(Dataset entries)

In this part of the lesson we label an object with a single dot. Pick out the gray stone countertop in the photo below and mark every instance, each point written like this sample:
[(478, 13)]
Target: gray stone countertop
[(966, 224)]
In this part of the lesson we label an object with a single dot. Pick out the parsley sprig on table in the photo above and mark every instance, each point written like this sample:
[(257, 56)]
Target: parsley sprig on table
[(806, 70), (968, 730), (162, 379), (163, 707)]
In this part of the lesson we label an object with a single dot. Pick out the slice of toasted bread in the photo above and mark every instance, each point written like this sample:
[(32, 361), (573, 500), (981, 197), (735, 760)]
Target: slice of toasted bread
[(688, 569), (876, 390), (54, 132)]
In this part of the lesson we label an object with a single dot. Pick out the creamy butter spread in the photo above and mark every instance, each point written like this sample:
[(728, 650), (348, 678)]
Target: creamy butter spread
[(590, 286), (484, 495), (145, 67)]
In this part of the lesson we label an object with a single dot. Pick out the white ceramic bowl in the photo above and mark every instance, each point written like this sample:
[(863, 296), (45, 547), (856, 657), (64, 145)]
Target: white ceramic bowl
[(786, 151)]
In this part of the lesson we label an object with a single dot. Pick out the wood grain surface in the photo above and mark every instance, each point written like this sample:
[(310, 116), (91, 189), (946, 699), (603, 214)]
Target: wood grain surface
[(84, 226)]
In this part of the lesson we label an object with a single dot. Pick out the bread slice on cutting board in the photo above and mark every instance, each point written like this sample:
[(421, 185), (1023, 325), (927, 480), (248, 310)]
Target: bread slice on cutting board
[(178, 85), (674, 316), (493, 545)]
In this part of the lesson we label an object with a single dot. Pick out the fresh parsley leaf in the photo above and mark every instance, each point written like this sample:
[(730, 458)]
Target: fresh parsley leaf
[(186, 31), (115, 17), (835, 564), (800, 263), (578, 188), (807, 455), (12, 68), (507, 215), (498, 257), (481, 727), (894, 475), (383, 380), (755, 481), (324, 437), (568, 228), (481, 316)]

**EXERCISE PROMPT**
Take the lines from the top of the data through the one that contains "[(730, 458)]" and copy them exactly, leaving out every line after it.

**YOUR RESPONSE**
In this part of the lesson we label an object with a single dot. Pick out the gray stone countertop in the photo below and mark every instance, each point written like this sample:
[(478, 13)]
Target: gray stone countertop
[(966, 224)]
In this part of the lesson we label an object with a single dot. Pick out the parsley sprig on table in the photo above and mark every instance, each point written like this sample:
[(257, 56)]
Target: parsley sprig on table
[(806, 70), (968, 730), (162, 379), (163, 707)]
In this part of the lesson we label an object with a single dot. Pick out the slice of toasted bread in the photo above and mark every instance, each point written like this sample:
[(32, 361), (573, 500), (981, 197), (735, 760)]
Target: slice of toasted bread
[(688, 569), (876, 390), (54, 132)]
In this part of the lesson we label an object with a single dot. Pick out the creamy butter spread in the photo above and mark every instance, each point written like this sample:
[(728, 650), (348, 678)]
Target: creamy butter spread
[(590, 286), (484, 495), (145, 67)]
In this part of the lesson we label an object with a single dot. Pick out the white ceramic bowl in the photo above and mark every instance, each point written like this sample:
[(863, 296), (45, 547), (856, 657), (64, 145)]
Target: white ceramic bowl
[(786, 151)]
In this part of the lesson we label an object with a single dot. Pick out the wood grain surface in the photo above and mark every instance, each point written like this sample:
[(310, 116), (91, 189), (946, 699), (603, 214)]
Target: wood grain surface
[(84, 226)]
In this part of the lesson we label an object with a single dot. Pick out the bread slice on cutting board in the photo above and mark every instance, each point written like this sample:
[(421, 185), (1023, 325), (927, 480), (248, 310)]
Target: bread slice on cutting board
[(178, 85), (674, 316), (493, 545)]
In this part of the lesson we label an object with a single dot. Pick out the fresh parsley leaf in the photo above and mark every instance, each point written like this sample:
[(730, 458)]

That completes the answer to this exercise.